Activity list:
(a) Reproduce the passage on the NAIC meeting from "The National Association" through "Loss Ratio requirement.", keeping every word unchanged.
(b) In the passage on the NAIC meeting, in what year was the network adequacy model first developed?

Selected extract:
The National Association of Insurance Commissioners (NAIC) convenes three times a year to hammer out model state laws and discuss current issues in insurance regulation. At their most recent meeting, two issues stood out: the long-coming Network Adequacy Model Act was finally adopted, and regulators took another look at the long-ago settled definition of “quality improvement” under the Affordable Care Act’s Medical Loss Ratio requirement.
First, the big news: The network adequacy model act – revised to reflect substantial changes in the health plan market since the model was first developed in 1996 – was formally adopted by the Executive Committee. The newly adopted model act includes key consumer-friendly provisions, such as protections against surprise out-of-network charges (sometimes called “balance billing”). These provisions could help protect consumers who use emergency services or unknowingly get care from an out-of-network provider at an in-network facility and are hit with a large bill.
Now the action moves to the states. When the NAIC adopts a model law, the state insurance commissioners commit to submitting the model to their state legislatures. When it comes to network adequacy, expect to see providers, consumer advocates and insurers at the state level pushing for changes to the model – some that would make it more protective for consumers and others that might relax the standards. With numerous drafting notes and bracketed wording that provides states with options for tackling the details of a network adequacy standard, the model act allows state legislators and regulators to “choose their own adventure.”

Stored dataset items:
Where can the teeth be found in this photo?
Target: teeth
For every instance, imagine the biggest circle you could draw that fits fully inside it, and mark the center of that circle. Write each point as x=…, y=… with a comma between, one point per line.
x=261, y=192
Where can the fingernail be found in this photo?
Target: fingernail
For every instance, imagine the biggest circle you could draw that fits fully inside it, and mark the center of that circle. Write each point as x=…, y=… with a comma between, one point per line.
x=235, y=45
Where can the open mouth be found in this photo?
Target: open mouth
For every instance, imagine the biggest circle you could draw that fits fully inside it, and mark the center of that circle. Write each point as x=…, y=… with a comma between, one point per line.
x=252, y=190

...

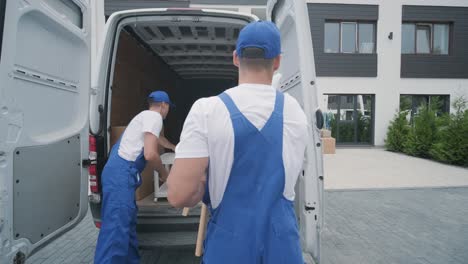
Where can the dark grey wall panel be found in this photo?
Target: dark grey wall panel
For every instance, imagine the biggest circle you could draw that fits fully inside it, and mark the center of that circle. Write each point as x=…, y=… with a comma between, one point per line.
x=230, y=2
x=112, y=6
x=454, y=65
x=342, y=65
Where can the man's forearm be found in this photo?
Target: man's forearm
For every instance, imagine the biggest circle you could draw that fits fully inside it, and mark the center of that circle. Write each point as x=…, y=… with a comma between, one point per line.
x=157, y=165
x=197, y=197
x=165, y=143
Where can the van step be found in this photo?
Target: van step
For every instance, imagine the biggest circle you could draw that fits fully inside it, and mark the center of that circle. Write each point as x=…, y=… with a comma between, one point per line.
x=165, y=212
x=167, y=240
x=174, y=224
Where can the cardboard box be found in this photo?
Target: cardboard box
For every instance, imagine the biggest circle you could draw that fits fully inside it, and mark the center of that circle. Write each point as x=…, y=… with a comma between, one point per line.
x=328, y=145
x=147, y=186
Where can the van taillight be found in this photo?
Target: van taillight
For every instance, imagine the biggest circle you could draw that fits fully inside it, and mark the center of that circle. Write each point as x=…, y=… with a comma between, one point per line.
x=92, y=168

Answers for each item:
(a)
The National Association of Insurance Commissioners (NAIC) convenes three times a year to hammer out model state laws and discuss current issues in insurance regulation. At their most recent meeting, two issues stood out: the long-coming Network Adequacy Model Act was finally adopted, and regulators took another look at the long-ago settled definition of “quality improvement” under the Affordable Care Act’s Medical Loss Ratio requirement.

(b) 1996